## Problem
Write each record again exactly as it stands.

Location annotation dataset excerpts:

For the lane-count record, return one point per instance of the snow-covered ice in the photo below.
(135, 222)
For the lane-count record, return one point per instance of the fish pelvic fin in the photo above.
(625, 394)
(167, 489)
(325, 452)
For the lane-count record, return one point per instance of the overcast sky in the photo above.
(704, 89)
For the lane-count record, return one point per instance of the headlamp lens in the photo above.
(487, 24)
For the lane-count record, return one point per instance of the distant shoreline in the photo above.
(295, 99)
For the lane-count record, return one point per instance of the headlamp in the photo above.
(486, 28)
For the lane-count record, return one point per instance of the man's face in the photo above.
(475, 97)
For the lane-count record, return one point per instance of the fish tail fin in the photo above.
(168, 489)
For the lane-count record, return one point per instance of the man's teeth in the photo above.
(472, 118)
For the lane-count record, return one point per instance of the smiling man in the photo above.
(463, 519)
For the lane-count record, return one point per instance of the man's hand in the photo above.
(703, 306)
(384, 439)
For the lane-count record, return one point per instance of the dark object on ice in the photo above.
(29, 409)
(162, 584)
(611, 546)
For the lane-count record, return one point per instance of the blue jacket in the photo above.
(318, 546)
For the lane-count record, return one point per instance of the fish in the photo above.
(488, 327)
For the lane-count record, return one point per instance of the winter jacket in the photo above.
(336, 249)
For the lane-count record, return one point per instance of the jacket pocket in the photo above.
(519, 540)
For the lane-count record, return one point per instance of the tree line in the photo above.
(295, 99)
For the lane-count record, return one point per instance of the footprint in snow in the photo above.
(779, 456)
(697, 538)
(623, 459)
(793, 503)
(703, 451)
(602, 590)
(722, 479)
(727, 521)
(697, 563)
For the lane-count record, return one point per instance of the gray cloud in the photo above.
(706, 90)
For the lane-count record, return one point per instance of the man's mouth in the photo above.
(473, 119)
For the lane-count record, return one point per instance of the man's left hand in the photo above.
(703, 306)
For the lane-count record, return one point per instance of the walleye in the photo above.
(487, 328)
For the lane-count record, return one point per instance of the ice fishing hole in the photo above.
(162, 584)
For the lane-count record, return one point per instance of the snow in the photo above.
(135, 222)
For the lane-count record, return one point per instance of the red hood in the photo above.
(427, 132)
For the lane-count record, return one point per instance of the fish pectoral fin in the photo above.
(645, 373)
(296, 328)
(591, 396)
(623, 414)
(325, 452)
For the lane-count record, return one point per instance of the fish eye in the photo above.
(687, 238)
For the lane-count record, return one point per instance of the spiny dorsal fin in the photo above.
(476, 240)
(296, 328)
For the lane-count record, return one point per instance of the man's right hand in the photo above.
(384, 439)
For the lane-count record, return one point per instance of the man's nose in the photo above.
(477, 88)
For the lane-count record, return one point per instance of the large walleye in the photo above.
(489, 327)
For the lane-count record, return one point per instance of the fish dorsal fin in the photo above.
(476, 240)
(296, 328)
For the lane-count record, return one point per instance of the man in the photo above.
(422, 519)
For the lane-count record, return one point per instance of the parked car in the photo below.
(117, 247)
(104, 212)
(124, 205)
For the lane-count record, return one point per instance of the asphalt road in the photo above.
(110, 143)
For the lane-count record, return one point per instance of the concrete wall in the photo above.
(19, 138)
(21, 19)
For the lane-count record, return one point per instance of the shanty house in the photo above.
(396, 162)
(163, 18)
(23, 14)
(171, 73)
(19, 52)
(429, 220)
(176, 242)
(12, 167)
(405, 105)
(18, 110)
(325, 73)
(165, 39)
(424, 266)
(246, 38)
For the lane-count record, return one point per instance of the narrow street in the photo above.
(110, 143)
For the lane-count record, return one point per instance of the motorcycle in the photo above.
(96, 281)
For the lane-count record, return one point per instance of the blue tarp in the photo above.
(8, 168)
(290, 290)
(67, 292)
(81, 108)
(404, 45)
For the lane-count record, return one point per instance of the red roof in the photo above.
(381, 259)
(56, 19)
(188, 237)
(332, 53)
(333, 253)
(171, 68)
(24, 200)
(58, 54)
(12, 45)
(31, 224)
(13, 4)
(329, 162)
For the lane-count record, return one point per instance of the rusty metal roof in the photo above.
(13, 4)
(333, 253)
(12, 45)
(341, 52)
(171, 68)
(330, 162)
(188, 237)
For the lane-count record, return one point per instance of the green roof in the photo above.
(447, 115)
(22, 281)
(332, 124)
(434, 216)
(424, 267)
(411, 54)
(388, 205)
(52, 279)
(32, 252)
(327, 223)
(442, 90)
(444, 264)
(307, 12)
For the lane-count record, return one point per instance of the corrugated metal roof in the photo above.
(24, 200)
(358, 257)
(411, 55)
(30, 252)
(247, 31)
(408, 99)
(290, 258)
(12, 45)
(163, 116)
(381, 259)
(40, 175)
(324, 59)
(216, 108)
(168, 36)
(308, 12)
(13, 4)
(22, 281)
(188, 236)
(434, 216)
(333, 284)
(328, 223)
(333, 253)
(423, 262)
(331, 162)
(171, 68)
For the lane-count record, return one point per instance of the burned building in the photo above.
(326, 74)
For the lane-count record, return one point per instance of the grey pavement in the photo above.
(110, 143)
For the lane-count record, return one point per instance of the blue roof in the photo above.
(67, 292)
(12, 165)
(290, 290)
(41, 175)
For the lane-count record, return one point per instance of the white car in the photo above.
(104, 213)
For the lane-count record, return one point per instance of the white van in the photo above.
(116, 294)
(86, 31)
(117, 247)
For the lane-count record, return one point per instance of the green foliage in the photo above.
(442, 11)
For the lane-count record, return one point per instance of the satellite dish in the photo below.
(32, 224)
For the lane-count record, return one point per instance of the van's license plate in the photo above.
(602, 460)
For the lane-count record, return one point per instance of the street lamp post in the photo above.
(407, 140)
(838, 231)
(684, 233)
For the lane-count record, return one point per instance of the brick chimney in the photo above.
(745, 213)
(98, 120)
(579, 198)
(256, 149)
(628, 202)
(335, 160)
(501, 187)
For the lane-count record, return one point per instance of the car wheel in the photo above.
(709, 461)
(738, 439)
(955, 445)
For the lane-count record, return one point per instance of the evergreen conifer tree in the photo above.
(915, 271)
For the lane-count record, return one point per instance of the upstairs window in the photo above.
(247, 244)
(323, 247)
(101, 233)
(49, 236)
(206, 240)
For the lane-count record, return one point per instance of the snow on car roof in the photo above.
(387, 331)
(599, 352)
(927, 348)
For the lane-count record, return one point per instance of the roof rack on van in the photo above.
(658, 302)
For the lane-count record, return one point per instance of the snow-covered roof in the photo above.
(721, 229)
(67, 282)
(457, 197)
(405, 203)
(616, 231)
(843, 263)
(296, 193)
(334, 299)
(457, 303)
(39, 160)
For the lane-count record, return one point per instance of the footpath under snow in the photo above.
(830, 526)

## Output for this task
For the lane-count record, return one point per instance of the snow-covered ice in the photo below.
(135, 222)
For the lane-count record, return one point per instance of the fish pelvic fin in the photo above.
(625, 394)
(167, 489)
(325, 452)
For the lane-count record, return one point per instance of the overcast sky in the photo above.
(704, 89)
For the lane-count record, return one point per instance of the headlamp lens in the photo above.
(487, 24)
For the lane-count record, return one point per instance of the distant shoreline in the photo above.
(295, 99)
For the lane-count record, return one point per instance of the headlamp in the photo above.
(486, 28)
For the lane-count record, return one point per instance of the man's face in the photo above.
(475, 97)
For the lane-count record, return one point per instance of the fish tail fin in the photo above.
(168, 489)
For the lane-count record, return one point per instance of the man's teeth in the photo above.
(472, 118)
For the lane-count record, return one point per instance of the smiling man in the photo above.
(463, 519)
For the lane-count record, return one point per instance of the man's hand in the photo above.
(703, 306)
(384, 439)
For the lane-count record, return one point per instance of the dark object on ice in the photo above.
(29, 409)
(162, 584)
(611, 546)
For the lane-count record, return one point per instance of the blue jacket in the photo above.
(318, 546)
For the lane-count record, return one point per instance of the fish in the photo above.
(488, 327)
For the lane-count record, return one point per instance of the winter jacket in the photo above.
(336, 249)
For the lane-count record, return one point per instance of the jacket pocket in the photo above.
(519, 540)
For the lane-count record, return one point per instance of the tree line in the photo above.
(295, 99)
For the lane-count record, return one point per instance of the footprint in snow in the photo above.
(779, 456)
(697, 538)
(623, 459)
(793, 503)
(703, 451)
(602, 590)
(722, 479)
(727, 521)
(697, 563)
For the lane-count record, return one point per instance of the gray cloud in the photo above.
(706, 90)
For the lane-count record, return one point per instance of the man's mouth in the photo above.
(473, 119)
For the lane-count record, return one point per instance of the man's left hand in the photo above.
(703, 306)
For the lane-count record, return one point per instance of the walleye in the photo above.
(487, 328)
For the lane-count record, return one point per instance of the ice fishing hole in the photo above.
(162, 584)
For the lane-count record, return one point per instance of the snow in the photo above.
(135, 222)
For the lane-count record, return one point per instance of the red hood in the photo above.
(427, 132)
For the lane-count record, return one point per instance of the fish pectoral fin in the photo above.
(645, 373)
(296, 328)
(591, 396)
(623, 414)
(325, 452)
For the lane-count record, return one point per instance of the fish eye in the photo above.
(687, 238)
For the lane-count record, return one point per instance of the spiny dorsal fin in the photo above.
(476, 240)
(296, 328)
For the lane-count record, return one point per instance of the man's right hand in the photo above.
(384, 439)
For the lane-count record, return one point per instance of the man's nose in the photo above.
(477, 88)
For the lane-count record, return one point per instance of the large walleye in the photo above.
(489, 327)
For the lane-count record, return one point per instance of the fish dorsal fin in the photo above.
(476, 240)
(296, 328)
For the lane-count record, return one point per instance of the man in the photo above.
(422, 519)
For the lane-count record, return one point per instance of the parked car in the photo below.
(117, 247)
(104, 212)
(124, 205)
For the lane-count record, return one point per instance of the asphalt road in the photo above.
(110, 143)
For the lane-count record, return one point per instance of the concrete wall in the photo above.
(19, 138)
(21, 19)
For the lane-count record, return one point per instance of the shanty house in the photo above.
(396, 162)
(163, 18)
(23, 14)
(171, 73)
(19, 52)
(429, 220)
(176, 242)
(12, 167)
(405, 105)
(18, 110)
(325, 73)
(165, 39)
(424, 266)
(246, 38)
For the lane-count record, return one point per instance of the narrow street in the photo above.
(110, 143)
For the lane-count record, return one point per instance of the motorcycle in the photo above.
(96, 281)
For the lane-count record, return one point per instance of the blue tarp in the photo above.
(8, 168)
(290, 290)
(67, 292)
(81, 108)
(404, 45)
For the lane-count record, return one point per instance of the red roof in the photo above.
(381, 259)
(56, 19)
(188, 237)
(332, 53)
(333, 253)
(171, 68)
(24, 200)
(58, 54)
(12, 45)
(31, 224)
(13, 4)
(329, 162)
For the lane-count record, return one point per instance of the rusty metal roof in the photo above.
(13, 4)
(333, 253)
(12, 45)
(341, 52)
(171, 68)
(330, 162)
(188, 237)
For the lane-count record, return one point per instance of the green roof in the photo above.
(447, 115)
(22, 281)
(332, 124)
(434, 216)
(424, 267)
(411, 54)
(388, 205)
(52, 279)
(32, 252)
(327, 223)
(442, 90)
(444, 264)
(307, 12)
For the lane-count record, return one point per instance of the corrugated metal roof in the photo above.
(24, 200)
(358, 257)
(411, 55)
(30, 252)
(247, 31)
(408, 99)
(290, 258)
(12, 45)
(163, 116)
(381, 259)
(40, 175)
(324, 59)
(216, 108)
(168, 36)
(308, 12)
(13, 4)
(22, 281)
(188, 236)
(434, 216)
(333, 284)
(328, 223)
(333, 253)
(423, 262)
(331, 162)
(171, 68)
For the lane-count record, return one point per instance of the burned building in the photo above.
(326, 74)
For the lane-count record, return one point per instance of the grey pavement in the photo above.
(110, 143)
For the lane-count record, return one point per instance of the blue roof in the photo above.
(67, 292)
(12, 165)
(290, 290)
(41, 175)
For the lane-count record, return one point per instance of the white car in the photo above.
(104, 213)
For the lane-count record, return one point per instance of the white van in the photo above.
(116, 294)
(86, 31)
(117, 247)
For the lane-count record, return one point per instance of the green foliage in the photo above.
(442, 11)
For the lane-count record, return one point per instance of the satellite dish in the photo below.
(32, 224)
For the lane-count record, return one point per instance of the van's license plate in the photo above.
(602, 460)
For the lane-count record, return one point per instance of the street lamp post in the photo above.
(407, 140)
(838, 231)
(684, 233)
For the lane-count record, return one point per instance of the brick chimney in the photo above.
(745, 213)
(98, 120)
(579, 198)
(256, 149)
(628, 202)
(335, 160)
(501, 187)
For the lane-count record, return one point per instance of the car wheel in the photo above.
(709, 461)
(738, 439)
(955, 445)
For the lane-count record, return one point per instance of the evergreen conifer tree in the photo above.
(915, 271)
For the lane-count record, return one point per instance of the upstairs window in the photo above.
(247, 244)
(323, 247)
(101, 233)
(49, 236)
(206, 240)
For the lane-count record, return one point per instance of the snow on car roof in the photo above.
(387, 331)
(599, 352)
(927, 348)
For the lane-count record, return one point per instance of the roof rack on van in the photo above.
(658, 302)
For the lane-count record, return one point per instance of the snow-covered roof in the photo above.
(721, 229)
(67, 282)
(457, 197)
(405, 203)
(616, 231)
(843, 263)
(296, 193)
(334, 299)
(457, 303)
(39, 160)
For the lane-count record, return one point per instance of the footpath under snow in the photo above.
(830, 526)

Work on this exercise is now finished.